— AVAILABLE RECORDS —

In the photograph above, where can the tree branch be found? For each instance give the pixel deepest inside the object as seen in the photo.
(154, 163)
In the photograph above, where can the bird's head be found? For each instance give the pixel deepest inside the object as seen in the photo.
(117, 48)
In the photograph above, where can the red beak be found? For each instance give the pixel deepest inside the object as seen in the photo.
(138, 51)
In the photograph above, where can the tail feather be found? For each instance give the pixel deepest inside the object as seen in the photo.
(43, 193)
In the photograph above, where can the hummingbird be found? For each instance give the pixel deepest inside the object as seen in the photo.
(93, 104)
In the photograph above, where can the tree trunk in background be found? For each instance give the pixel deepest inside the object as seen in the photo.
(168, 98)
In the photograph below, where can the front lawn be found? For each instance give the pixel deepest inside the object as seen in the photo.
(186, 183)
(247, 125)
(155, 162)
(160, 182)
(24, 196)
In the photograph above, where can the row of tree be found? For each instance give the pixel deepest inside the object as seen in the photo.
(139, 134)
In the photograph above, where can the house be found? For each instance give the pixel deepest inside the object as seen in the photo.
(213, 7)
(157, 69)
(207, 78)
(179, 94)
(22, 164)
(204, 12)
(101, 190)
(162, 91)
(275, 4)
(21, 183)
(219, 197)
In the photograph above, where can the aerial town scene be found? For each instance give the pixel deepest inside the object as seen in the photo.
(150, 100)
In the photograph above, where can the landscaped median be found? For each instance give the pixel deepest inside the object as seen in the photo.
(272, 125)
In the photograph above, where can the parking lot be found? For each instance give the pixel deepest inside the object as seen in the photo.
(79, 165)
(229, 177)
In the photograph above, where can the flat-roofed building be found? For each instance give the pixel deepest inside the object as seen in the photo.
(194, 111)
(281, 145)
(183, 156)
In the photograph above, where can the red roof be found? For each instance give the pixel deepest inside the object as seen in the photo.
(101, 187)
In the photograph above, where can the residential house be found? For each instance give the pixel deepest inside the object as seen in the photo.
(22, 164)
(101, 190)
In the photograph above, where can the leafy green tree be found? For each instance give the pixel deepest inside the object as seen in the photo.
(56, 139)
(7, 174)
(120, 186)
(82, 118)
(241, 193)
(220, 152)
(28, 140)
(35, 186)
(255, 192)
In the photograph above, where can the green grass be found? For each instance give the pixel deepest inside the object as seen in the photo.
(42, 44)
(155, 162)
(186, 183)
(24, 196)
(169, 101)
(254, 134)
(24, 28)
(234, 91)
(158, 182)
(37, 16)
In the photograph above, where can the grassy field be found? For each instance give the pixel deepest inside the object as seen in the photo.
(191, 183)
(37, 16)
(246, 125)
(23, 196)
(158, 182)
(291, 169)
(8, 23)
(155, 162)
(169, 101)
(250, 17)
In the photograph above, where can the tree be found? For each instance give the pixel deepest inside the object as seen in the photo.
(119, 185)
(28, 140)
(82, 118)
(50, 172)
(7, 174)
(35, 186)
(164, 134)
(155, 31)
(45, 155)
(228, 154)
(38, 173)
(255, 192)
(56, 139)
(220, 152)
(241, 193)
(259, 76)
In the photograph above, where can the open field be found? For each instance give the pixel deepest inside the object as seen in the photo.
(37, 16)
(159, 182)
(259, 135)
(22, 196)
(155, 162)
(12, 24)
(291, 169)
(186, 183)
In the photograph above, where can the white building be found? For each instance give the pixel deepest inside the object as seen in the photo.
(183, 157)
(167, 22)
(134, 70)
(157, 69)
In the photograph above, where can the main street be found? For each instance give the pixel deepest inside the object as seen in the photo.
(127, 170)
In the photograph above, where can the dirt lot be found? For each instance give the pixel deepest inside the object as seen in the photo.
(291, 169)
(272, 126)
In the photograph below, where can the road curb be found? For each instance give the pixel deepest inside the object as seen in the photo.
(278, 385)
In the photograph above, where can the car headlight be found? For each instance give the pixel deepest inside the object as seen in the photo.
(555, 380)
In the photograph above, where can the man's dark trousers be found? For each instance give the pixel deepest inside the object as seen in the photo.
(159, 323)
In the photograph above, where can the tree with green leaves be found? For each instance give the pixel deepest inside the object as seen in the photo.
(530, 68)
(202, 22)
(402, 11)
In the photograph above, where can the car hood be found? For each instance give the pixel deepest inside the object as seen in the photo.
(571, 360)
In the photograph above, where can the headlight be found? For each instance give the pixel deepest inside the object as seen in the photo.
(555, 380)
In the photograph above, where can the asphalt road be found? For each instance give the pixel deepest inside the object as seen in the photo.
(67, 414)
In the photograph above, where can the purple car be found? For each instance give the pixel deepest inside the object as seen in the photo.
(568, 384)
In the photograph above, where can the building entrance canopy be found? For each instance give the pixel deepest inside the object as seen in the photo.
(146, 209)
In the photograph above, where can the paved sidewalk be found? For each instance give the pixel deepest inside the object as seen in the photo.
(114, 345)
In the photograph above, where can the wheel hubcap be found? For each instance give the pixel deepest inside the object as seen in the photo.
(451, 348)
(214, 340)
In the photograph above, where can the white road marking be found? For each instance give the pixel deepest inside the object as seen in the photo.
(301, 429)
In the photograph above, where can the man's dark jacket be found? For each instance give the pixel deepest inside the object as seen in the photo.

— TASK TO COMPLETE —
Copy every row above verbatim, line for line, with no changes.

— RESPONSE TO THIS EXERCISE —
In the photograph above, where can the tree branch be found? For each instance give the pixel deepest inside the object as seen in the photo.
(154, 163)
In the photograph above, where can the bird's head be found? For each instance give the pixel deepest inside the object as seen in the photo.
(117, 48)
In the photograph above, where can the red beak be found? For each instance give the pixel deepest inside the object as seen in the photo.
(138, 51)
In the photograph above, where can the tail feather be found? For each instance give the pixel deepest inside the object as seen in the photo.
(43, 193)
In the photograph above, where can the hummingbird be found? For each instance give the pixel deepest inside the object as seen in the photo.
(93, 104)
In the photograph above, where can the tree trunk in background be found? For each instance give the pixel deepest inside the object as seen in the photo.
(168, 98)
In the photograph below, where can the front lawn be found? For each instance give the pixel deepest inside the object as seen in the photo.
(186, 183)
(247, 125)
(155, 162)
(160, 182)
(24, 196)
In the photograph above, where can the row of tree be found? For each instance give the pixel deepest inside the object as seen in the photo.
(139, 134)
In the photograph above, where can the house be found? For each instance give the pixel deepest inside the object as seen in the photo.
(213, 7)
(157, 69)
(207, 78)
(179, 94)
(22, 164)
(204, 12)
(101, 190)
(162, 91)
(275, 4)
(21, 183)
(219, 197)
In the photograph above, where can the aerial town scene be found? For each instance give the pixel deepest inside the object as seen in the photo.
(150, 100)
In the photograph above, where can the landscaped median be found? For each instance give the pixel deepest inside the object as seen in the photo.
(272, 125)
In the photograph above, where can the parking lot be found? For each instance give the pixel deepest inside the object as seen in the photo.
(79, 165)
(229, 177)
In the photograph above, where can the flat-roofed building be found? For each instance give the pixel deepest inside the object as seen in the photo.
(194, 111)
(281, 145)
(183, 156)
In the photograph above, where can the red roof be found? For each instance give the pixel deepest inside the object as seen in the photo.
(101, 187)
In the photograph above, where can the residential house be found? For each instance give the pixel deepest inside the object as seen in the photo.
(22, 164)
(101, 190)
In the photograph above, where can the leafy green tree be found? For each instance give the pixel deepest inside the object as seen in the photo.
(56, 139)
(7, 174)
(120, 186)
(82, 118)
(241, 193)
(220, 152)
(28, 140)
(35, 186)
(255, 192)
In the photograph above, where can the green grass be found? For each instance give the pixel deepest inside the object as seen in the photo.
(42, 44)
(155, 162)
(186, 183)
(24, 196)
(169, 101)
(254, 134)
(24, 28)
(234, 91)
(158, 182)
(37, 16)
In the photograph above, where can the grassy field be found? For each instance give the pixel deepest inside the object as seen in the photo.
(191, 183)
(37, 16)
(246, 125)
(23, 196)
(158, 182)
(291, 169)
(8, 23)
(155, 162)
(169, 101)
(250, 17)
In the photograph above, where can the tree be found? For each instance give the pixel deepest inside the object as seen in the photo.
(119, 185)
(28, 140)
(82, 118)
(50, 172)
(7, 174)
(35, 186)
(164, 134)
(155, 31)
(45, 155)
(228, 154)
(38, 173)
(255, 192)
(56, 139)
(220, 152)
(241, 193)
(259, 76)
In the photograph above, where can the open field be found? For each instance give the pixel deepest inside the object as seen in the photo.
(37, 16)
(159, 182)
(259, 135)
(22, 196)
(155, 162)
(12, 24)
(291, 169)
(186, 183)
In the photograph above, where can the white building be found? For each instance give the pixel deepest inside the object as seen in the photo.
(183, 157)
(167, 22)
(134, 70)
(157, 69)
In the photograph above, where can the main street be found? For each instance give the pixel deepest inside the object as seen in the photo.
(127, 170)
In the photograph above, where can the dirt lot be found? For each instance give the pixel deepest inside the object as seen in the photo.
(291, 169)
(272, 126)
In the photograph below, where can the road curb be found? For each instance give the pixel deepest inside the object as seen in the photo.
(278, 385)
In the photograph above, where can the car headlight be found? For each instance give the pixel deepest inside the object as seen in the photo.
(555, 380)
In the photograph above, where can the man's dark trousers be found? For each instance give the pixel deepest inside the object as seen in the photo.
(159, 323)
In the photograph above, where can the tree with green leaves be found? For each instance give the pixel deepest inside the object as seen in the photo.
(530, 68)
(202, 22)
(402, 11)
In the photograph above, where can the car hood be found? For each instance give the pixel deepest inside the object as seen in the photo.
(571, 360)
In the photograph above, where can the headlight be found? For each instance give the pixel deepest inside the object as seen in the photo.
(555, 380)
In the photograph above, where can the asphalt road be found? For each instance give the pixel deepest inside the object as seen in the photo.
(67, 414)
In the photograph above, where can the purple car be found? For each instance give the pixel deepest inside the object as seen in the photo.
(568, 384)
In the photograph above, where can the building entrance canopy be found? For each instance give the pixel deepest inside the object as seen in the photo.
(146, 209)
In the photograph above, where can the paved sidewalk be found? For each instance give the pixel deepest inside the object as seen in the photo.
(114, 345)
In the photograph above, where can the wheel hubcap be found? For each instance give the pixel deepest inside the object as seen in the photo.
(451, 348)
(214, 340)
In the photograph above, where can the white road marking be found? For each instance give the pixel deepest inside the object as seen in the photo.
(301, 429)
In the photograph above, where can the man's dark jacket be found? For each instance give the pixel deepest inside the object as seen in the photo.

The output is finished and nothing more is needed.